| Request |
Edit the data below by changing "farthest from its edges" to "most distant from its edges" everywhere it appears, leaving everything else unchanged.

-- Start Working data --

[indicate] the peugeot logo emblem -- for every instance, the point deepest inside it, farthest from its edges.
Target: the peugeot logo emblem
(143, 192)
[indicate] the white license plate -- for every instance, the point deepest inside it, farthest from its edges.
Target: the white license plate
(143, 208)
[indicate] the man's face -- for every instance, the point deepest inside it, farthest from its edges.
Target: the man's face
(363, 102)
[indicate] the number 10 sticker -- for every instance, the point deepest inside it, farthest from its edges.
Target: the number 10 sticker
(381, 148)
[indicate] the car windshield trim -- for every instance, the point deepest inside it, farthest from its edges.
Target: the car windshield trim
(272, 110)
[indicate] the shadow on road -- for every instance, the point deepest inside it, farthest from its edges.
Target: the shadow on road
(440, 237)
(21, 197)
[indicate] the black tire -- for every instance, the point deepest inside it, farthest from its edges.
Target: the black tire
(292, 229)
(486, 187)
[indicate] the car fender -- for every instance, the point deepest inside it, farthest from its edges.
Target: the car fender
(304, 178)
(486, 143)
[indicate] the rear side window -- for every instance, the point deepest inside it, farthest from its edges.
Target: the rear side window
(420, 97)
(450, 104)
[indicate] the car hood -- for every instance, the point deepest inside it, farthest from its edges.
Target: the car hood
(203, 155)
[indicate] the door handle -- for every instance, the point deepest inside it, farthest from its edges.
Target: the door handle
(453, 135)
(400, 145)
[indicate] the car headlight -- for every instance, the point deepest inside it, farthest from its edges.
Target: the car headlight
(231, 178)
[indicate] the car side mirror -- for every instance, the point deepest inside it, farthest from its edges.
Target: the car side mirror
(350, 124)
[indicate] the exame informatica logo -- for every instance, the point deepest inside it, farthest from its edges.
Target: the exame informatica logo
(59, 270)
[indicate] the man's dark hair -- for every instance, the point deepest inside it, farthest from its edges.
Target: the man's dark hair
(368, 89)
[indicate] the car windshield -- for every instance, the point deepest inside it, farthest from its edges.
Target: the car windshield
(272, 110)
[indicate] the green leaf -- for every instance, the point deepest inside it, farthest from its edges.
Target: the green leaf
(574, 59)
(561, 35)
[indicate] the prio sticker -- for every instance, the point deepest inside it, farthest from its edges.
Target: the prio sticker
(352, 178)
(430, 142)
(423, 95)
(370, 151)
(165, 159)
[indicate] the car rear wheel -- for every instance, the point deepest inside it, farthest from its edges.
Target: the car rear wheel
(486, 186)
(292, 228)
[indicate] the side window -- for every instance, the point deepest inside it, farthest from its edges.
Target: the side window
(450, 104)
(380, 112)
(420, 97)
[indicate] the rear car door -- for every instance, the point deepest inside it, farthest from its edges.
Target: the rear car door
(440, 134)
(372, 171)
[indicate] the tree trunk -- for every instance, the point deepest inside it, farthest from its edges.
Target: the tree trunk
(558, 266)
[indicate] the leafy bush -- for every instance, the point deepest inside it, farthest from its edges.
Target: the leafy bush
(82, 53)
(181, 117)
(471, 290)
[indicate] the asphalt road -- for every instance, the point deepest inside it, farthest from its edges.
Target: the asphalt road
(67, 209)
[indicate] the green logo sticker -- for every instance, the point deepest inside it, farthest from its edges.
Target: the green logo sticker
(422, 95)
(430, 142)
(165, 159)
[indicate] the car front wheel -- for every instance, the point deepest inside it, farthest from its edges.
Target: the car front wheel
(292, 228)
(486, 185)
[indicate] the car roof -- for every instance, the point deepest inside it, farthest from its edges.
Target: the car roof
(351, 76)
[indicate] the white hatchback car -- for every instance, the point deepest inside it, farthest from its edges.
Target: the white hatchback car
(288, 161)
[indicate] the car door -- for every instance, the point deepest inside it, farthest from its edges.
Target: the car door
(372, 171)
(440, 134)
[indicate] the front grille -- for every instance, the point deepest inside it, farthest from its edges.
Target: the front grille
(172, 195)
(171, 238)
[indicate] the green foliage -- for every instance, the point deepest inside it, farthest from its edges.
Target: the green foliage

-- End Working data --

| Final result |
[indicate] the peugeot logo emblem -- for every instance, the point deepest inside it, most distant from its edges.
Target: the peugeot logo emblem
(143, 192)
[indicate] the white license plate -- for every instance, the point deepest inside it, most distant from its edges.
Target: the white license plate
(143, 208)
[indicate] the man's face -- for every instance, the point deepest inside it, most distant from its edges.
Target: the man's face
(363, 102)
[indicate] the number 10 sticker -- for every instance, the point deepest inside it, most distant from its edges.
Target: the number 10 sticker
(381, 148)
[indicate] the car windshield trim -- for every instance, the point deepest inside it, most distant from its edges.
Target: the car windshield trim
(272, 110)
[indicate] the shadow on road -- for every instance, the point deepest inside it, most distant from its edges.
Target: the shadow on road
(440, 237)
(21, 197)
[indicate] the black tire -- for every instance, the point deepest inside it, most distant from its edges.
Target: the black tire
(292, 229)
(486, 187)
[indicate] the car fender -- for every instance, the point deepest inside it, most distant from its edges.
Target: the car fender
(304, 178)
(486, 143)
[indicate] the rear side window -- for every instance, the point deepest inside it, most distant from its edges.
Target: the rear side window
(420, 97)
(450, 104)
[indicate] the car hood -- for every instance, the point deepest inside it, most distant from its edges.
Target: the car hood
(203, 155)
[indicate] the door handle -- for every instance, the point deepest inside it, most distant from its edges.
Target: the door handle
(453, 135)
(400, 145)
[indicate] the car headlight -- for every instance, the point deepest inside it, most distant from its edges.
Target: the car headlight
(231, 178)
[indicate] the car side mirror -- for every instance, the point deepest inside it, most distant from its edges.
Target: the car side mirror
(350, 124)
[indicate] the exame informatica logo -- for every instance, the point deepest inside it, most distant from its edges.
Target: the exame informatica logo
(59, 270)
[indicate] the man's dark hair -- for every instance, the point deepest inside it, most distant from its edges.
Target: the man's dark hair
(368, 89)
[indicate] the car windshield -- for every instance, the point deepest inside it, most distant from its edges.
Target: the car windshield
(272, 110)
[indicate] the green leaf -- for every instance, the point deepest inside it, most distant from its edges.
Target: the green leaf
(574, 59)
(561, 35)
[indicate] the prio sticker -- for every instance, the point deepest inside it, most distant from its edges.
Target: the prio sticker
(352, 178)
(430, 142)
(423, 95)
(370, 151)
(165, 159)
[indicate] the car rear wheel -- for every instance, the point deepest inside it, most distant from its edges.
Target: the car rear wheel
(486, 186)
(292, 228)
[indicate] the side window -- for every instance, the point deepest inside it, most distant from its edges.
Target: the side window
(450, 104)
(380, 112)
(420, 97)
[indicate] the rear car door -- for every instance, the point deepest inside it, most distant from its edges.
Target: the rear car door
(440, 134)
(372, 171)
[indicate] the tree trunk -- for every instance, the point deepest inside it, most distant from its edges.
Target: the tree trunk
(558, 266)
[indicate] the leafy bush -- for every instance, the point deepest inside it, most distant from its edges.
Target: the leafy bush
(82, 53)
(181, 117)
(471, 290)
[indicate] the asphalt road -- for every instance, the point deepest inside it, most distant from its edges.
Target: the asphalt road
(67, 209)
[indicate] the green logo sticker -- for every instance, the point deepest inside it, most distant from its edges.
Target: the green logo sticker
(422, 95)
(430, 142)
(165, 159)
[indicate] the car front wheel -- for every instance, the point deepest inside it, most distant from its edges.
Target: the car front wheel
(292, 228)
(486, 185)
[indicate] the car roof -- for every instance, the point deepest inside it, most distant from its edges.
Target: the car roof
(351, 76)
[indicate] the white hatchback car -- for every instance, the point deepest inside it, most distant from its edges.
Target: the white hatchback car
(288, 161)
[indicate] the car door -- for every instance, the point deepest inside it, most distant from its edges.
Target: the car door
(372, 171)
(440, 134)
[indicate] the front grille -- for every instance, the point deepest inside it, most distant from its edges.
Target: the front grille
(172, 195)
(171, 238)
[indicate] the green foliage -- for every instance, the point deepest inside it, most distant from its edges.
Target: the green foliage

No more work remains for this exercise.